[sqlite-dev] End-of-line characters in the output of ".dump"

131 views
Skip to first unread message

Richard Hipp

unread,
Mar 11, 2017, 8:50:54 AM3/11/17
to sqlite-dev
Suppose you have a table like this:

CREATE TABLE t1(x TEXT);
INSERT INTO t1(x) VALUES('This field
contains a new-line character');

The text field contains a newline character (or maybe a newline and a
carriage-return if you typed the above on a Windows machine). If you
then using the ".dump" command of the CLI to reconstruct the database,
like this:

sqlite3 t1.db .dump | sqlite3 t1-copy.db

The newline and/or carriage-return characters might not make it
through the translation process, depending on your system and how it
is set up to handle end-of-line character translations. The SQLite
CLI could be improved to be cleaner about this, but it depends on
external utilities such as readline() or linenoise() whose handling of
end-of-line characters might not be consistent across all platforms,
so there are limits to what can be done there.
###
CHALLENGE A >>
Answer these questions about the mailing-list post on end-of-line characters in ".dump" output:
(i) What column name and type does the example table t1 define?
(ii) Besides a newline, what character might the text field hold if the example was typed on a Windows machine?
(iii) Which external utilities does the post say the SQLite CLI depends on?
CHALLENGE B >> Continue the mailing-list post on end-of-line characters in ".dump" output, picking up after its final sentence.

Object point labels
###
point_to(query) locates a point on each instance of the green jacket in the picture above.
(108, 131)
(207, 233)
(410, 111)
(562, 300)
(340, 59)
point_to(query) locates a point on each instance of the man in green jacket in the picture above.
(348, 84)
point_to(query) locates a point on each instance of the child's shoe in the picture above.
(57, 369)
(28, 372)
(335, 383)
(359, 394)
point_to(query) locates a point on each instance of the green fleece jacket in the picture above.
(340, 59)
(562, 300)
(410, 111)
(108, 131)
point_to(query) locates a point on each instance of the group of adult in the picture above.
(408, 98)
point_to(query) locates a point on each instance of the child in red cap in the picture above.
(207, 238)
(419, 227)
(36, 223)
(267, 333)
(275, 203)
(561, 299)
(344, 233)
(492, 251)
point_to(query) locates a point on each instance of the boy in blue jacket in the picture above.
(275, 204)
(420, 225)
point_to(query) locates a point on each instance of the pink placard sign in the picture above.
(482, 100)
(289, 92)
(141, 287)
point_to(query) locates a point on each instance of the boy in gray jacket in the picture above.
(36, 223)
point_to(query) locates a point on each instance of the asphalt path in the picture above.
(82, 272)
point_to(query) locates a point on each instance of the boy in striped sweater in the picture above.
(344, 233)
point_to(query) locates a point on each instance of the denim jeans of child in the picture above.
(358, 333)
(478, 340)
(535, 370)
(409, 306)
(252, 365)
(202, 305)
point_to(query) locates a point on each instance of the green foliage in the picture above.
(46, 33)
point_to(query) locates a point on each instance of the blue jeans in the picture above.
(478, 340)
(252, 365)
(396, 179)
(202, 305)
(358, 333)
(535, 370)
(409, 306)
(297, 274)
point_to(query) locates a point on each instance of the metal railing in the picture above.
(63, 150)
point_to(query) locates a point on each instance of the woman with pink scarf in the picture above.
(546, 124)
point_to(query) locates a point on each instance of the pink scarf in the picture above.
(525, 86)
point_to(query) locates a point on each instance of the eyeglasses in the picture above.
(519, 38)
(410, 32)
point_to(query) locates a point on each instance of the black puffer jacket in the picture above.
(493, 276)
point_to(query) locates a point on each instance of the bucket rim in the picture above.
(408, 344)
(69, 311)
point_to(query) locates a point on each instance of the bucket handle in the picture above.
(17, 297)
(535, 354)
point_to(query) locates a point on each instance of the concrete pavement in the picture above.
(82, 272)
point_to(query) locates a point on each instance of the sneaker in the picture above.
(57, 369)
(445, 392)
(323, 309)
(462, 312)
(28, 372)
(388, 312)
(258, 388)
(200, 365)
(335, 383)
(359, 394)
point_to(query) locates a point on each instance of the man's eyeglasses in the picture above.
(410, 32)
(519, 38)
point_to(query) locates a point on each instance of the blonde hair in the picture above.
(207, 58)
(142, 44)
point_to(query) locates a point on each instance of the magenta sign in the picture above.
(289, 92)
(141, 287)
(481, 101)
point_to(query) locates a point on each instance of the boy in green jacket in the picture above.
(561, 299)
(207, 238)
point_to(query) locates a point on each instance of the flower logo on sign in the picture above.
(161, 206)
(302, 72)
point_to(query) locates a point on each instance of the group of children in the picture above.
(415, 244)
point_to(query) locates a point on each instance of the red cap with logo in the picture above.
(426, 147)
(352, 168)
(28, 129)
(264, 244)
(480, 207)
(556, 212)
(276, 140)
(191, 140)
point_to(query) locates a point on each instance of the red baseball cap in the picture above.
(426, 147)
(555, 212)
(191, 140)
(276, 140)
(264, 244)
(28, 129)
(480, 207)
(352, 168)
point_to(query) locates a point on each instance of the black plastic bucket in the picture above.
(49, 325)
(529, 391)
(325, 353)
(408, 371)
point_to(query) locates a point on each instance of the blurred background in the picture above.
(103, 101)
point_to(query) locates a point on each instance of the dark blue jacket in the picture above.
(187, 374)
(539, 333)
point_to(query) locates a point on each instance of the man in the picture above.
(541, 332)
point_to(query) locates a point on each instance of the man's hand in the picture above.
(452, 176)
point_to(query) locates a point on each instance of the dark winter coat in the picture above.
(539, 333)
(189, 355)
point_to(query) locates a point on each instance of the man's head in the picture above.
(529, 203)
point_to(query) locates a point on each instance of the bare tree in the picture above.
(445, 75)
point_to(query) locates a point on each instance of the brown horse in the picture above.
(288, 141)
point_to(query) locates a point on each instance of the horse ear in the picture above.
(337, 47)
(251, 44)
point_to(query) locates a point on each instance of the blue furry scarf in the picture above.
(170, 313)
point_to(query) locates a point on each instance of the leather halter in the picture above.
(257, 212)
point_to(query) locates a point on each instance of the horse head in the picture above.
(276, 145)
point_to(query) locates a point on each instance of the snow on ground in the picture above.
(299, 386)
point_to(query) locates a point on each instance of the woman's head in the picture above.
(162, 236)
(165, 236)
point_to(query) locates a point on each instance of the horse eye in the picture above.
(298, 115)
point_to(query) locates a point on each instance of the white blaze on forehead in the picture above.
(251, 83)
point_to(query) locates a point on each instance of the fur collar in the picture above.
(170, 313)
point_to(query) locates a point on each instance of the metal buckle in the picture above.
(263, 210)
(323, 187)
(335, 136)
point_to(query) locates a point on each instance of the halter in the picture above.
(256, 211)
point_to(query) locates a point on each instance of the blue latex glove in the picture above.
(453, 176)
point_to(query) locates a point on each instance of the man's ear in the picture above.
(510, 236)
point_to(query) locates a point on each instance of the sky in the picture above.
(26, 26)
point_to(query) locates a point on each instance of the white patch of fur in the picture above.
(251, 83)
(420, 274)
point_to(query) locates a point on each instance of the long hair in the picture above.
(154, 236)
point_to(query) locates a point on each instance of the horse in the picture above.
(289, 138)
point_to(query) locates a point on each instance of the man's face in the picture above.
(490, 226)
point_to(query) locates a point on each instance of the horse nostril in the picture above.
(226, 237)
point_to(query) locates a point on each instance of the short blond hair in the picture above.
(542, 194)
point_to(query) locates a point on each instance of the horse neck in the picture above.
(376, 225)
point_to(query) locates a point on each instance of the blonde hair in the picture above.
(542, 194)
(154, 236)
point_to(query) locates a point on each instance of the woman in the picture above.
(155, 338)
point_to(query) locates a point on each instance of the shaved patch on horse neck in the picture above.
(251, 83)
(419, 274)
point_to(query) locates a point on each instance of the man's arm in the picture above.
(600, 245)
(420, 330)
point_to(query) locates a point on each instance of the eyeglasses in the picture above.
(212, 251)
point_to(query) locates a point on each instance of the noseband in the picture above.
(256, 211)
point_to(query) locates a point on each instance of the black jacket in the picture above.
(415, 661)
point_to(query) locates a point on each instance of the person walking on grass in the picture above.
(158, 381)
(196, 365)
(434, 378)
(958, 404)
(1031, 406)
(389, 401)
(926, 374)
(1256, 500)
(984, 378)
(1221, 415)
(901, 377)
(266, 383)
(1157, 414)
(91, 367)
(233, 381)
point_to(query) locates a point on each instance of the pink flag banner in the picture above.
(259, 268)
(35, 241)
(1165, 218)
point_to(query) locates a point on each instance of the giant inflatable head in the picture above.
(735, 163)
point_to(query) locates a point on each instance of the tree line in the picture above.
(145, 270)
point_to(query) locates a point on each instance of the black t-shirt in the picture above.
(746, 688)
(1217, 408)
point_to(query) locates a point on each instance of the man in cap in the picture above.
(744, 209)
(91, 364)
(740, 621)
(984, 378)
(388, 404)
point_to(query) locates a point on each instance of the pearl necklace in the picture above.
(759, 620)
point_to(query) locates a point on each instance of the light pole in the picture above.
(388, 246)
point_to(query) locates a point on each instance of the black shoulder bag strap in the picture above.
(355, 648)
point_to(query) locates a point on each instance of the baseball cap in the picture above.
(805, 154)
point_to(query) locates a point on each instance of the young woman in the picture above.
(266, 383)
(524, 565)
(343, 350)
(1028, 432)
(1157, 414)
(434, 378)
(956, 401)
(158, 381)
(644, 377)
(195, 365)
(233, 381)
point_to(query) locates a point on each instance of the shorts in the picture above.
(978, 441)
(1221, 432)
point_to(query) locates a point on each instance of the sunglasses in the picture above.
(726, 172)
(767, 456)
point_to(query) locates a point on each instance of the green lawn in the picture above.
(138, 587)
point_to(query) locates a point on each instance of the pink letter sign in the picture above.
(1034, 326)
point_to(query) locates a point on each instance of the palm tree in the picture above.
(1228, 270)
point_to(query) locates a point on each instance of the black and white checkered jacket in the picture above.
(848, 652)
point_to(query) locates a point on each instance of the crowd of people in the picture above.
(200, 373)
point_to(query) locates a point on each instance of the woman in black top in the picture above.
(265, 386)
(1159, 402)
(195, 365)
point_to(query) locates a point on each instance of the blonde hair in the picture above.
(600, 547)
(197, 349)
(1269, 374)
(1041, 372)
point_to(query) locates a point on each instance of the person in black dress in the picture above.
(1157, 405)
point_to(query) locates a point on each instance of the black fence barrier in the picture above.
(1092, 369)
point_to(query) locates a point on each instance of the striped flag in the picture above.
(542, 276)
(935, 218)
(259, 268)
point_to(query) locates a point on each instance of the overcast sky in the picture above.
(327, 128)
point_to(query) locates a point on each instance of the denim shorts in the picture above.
###
FINAL ANSWER A >>
(i) A column named x of type TEXT.
(ii) A carriage-return.
(iii) readline() and linenoise().

FINAL ANSWER B >>
One possible work-around is to encode end-of-line characters specially
to ensure they survive a ".dump" and restore. This is done in a
branch. (https://www.sqlite.org/src/timeline?r=string-quoting-dump).
The output of the above database looks like this:

PRAGMA foreign_keys=OFF;
BEGIN TRANSACTION;
CREATE TABLE t1(x);
INSERT INTO t1 VALUES('This field'||char(10)||'contains a new-line character');
COMMIT;

The newline character gets translated into a char(10) function.

Question: Is this a desirable feature? Should it be merged to trunk?

Advantages: The .dump output is become immune to the irregularities
in end-of-line handling across systems.

Disadvantages: (1) The .dump output is no longer portable to EBCDIC
systems. (2) The output is more complex. (3) Not all SQL database
engines support the char() function or the || concatenation operator,
which makes the .dump output less portable. (4) The dump becomes
harder to read.

Mitigating Factors: This only comes up for databases that have text
fields with embedded end-of-line characters. My sense is that such
databases are uncommon.

Your feedback is appreciated.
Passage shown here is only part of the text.